- [Your goal]:
Your task is to restate exactly the lines from the one holding "Tag every instance of the woman's" to the end of the entries below, inclusive.

- [Point-per-instance localization data]:

────────

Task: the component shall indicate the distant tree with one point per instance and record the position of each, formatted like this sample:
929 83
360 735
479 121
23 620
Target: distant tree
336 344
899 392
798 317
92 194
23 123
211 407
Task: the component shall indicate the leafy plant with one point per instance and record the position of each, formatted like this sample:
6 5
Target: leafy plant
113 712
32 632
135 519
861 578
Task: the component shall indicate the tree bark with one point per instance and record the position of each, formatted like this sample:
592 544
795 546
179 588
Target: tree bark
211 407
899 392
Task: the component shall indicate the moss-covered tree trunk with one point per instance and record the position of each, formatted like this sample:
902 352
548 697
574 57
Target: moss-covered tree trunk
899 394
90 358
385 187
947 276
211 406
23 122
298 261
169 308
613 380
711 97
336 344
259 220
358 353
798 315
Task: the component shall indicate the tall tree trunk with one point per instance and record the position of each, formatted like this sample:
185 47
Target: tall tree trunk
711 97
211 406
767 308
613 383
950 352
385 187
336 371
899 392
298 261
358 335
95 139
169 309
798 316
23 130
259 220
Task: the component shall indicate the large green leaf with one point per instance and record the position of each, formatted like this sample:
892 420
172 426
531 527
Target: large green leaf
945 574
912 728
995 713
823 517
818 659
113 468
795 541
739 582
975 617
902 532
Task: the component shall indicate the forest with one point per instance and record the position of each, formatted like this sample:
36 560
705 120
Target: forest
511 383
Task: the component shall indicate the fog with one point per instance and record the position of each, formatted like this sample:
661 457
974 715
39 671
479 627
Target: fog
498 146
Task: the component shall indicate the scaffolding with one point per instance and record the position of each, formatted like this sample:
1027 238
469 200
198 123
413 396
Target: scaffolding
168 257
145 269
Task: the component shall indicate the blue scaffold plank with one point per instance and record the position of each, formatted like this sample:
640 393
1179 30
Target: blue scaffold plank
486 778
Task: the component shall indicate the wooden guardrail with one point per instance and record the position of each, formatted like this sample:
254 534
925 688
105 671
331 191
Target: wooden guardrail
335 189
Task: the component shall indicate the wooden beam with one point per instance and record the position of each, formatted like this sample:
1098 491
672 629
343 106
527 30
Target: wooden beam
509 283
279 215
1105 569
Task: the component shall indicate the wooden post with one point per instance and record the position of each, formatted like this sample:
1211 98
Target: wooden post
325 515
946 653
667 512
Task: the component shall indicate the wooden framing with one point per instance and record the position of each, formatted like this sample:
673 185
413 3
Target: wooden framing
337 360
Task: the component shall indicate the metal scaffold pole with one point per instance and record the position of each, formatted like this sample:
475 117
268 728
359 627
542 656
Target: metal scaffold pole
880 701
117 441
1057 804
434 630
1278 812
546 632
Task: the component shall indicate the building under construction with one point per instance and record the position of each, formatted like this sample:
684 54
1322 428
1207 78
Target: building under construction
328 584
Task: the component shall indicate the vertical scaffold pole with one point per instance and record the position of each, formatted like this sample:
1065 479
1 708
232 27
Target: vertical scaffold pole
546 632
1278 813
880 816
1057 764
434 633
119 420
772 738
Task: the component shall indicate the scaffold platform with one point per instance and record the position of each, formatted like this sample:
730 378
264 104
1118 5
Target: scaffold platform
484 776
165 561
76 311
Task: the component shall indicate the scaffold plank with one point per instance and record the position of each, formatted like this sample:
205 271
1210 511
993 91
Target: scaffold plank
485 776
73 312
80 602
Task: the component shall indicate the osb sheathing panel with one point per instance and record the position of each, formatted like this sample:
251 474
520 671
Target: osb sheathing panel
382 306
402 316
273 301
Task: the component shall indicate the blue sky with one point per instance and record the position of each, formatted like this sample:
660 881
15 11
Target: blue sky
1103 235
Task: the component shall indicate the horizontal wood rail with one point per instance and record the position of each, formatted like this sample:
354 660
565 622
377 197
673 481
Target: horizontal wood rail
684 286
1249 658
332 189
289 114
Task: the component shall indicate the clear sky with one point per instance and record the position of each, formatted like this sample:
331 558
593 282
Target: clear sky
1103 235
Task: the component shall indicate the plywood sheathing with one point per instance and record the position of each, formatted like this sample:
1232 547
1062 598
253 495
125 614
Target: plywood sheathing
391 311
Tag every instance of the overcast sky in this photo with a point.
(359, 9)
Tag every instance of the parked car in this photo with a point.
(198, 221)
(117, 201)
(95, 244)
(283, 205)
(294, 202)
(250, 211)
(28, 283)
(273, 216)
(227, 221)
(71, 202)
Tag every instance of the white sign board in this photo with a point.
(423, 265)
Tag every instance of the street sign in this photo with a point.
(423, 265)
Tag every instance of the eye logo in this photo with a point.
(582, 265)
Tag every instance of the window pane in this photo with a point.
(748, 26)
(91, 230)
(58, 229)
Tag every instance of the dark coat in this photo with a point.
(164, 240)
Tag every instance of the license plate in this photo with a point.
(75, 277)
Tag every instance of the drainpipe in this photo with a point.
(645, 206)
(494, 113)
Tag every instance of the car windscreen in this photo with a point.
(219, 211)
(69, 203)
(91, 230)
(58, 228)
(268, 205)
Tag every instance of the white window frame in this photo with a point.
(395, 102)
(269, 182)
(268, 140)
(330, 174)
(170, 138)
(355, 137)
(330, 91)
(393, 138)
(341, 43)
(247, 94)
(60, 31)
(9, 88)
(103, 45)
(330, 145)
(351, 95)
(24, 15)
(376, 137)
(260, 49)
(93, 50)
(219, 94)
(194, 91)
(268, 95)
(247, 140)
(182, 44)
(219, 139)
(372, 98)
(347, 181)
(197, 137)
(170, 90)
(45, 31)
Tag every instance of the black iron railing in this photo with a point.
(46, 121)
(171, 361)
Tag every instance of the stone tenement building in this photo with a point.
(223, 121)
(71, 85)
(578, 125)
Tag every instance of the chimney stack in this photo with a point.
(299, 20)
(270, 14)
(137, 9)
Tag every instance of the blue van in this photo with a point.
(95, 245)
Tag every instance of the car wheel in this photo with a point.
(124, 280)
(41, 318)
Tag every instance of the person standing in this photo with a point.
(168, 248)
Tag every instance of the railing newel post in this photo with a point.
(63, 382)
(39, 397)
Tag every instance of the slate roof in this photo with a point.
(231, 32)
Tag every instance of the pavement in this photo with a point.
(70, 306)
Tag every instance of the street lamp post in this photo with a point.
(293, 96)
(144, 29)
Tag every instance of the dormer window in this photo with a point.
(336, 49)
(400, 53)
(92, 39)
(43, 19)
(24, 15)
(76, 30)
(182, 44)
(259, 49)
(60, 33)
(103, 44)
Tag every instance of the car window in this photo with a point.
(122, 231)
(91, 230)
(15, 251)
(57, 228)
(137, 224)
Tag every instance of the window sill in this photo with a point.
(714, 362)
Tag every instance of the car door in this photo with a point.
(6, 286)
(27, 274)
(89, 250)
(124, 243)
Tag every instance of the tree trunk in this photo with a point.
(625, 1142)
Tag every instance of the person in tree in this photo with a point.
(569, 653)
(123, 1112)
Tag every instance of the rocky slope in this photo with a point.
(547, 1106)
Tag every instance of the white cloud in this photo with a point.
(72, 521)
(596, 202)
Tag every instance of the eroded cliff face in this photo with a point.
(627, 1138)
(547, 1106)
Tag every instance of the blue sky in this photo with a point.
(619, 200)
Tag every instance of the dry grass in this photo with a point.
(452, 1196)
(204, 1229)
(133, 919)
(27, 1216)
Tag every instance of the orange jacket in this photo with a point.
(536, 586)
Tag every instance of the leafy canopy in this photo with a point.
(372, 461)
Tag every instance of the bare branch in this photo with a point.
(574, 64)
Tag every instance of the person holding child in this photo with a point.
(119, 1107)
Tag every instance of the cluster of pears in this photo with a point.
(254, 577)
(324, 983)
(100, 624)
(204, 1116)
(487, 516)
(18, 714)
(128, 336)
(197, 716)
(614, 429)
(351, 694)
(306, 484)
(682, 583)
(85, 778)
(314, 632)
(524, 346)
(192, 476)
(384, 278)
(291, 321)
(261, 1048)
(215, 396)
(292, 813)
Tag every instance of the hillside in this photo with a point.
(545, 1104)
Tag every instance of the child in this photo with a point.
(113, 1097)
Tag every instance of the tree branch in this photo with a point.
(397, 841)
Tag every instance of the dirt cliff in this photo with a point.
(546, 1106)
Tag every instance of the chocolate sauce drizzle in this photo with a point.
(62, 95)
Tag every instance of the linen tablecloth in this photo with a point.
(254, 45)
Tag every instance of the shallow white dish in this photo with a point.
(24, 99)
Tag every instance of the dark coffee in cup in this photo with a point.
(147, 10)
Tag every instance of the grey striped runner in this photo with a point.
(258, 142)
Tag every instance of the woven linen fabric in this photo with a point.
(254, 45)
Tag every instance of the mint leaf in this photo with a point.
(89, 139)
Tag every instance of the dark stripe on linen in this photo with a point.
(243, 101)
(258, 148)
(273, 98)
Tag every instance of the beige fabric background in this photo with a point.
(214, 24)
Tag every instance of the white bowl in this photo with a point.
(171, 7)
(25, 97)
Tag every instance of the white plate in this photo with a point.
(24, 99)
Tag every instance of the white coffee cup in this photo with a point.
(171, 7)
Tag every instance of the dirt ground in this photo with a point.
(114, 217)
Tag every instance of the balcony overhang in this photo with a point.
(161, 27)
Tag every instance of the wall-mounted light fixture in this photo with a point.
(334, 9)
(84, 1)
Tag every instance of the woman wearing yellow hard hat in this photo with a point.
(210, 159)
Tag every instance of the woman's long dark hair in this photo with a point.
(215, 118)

────────

- [Written answer]:
Tag every instance of the woman's long dark hair in this photo with a point.
(215, 118)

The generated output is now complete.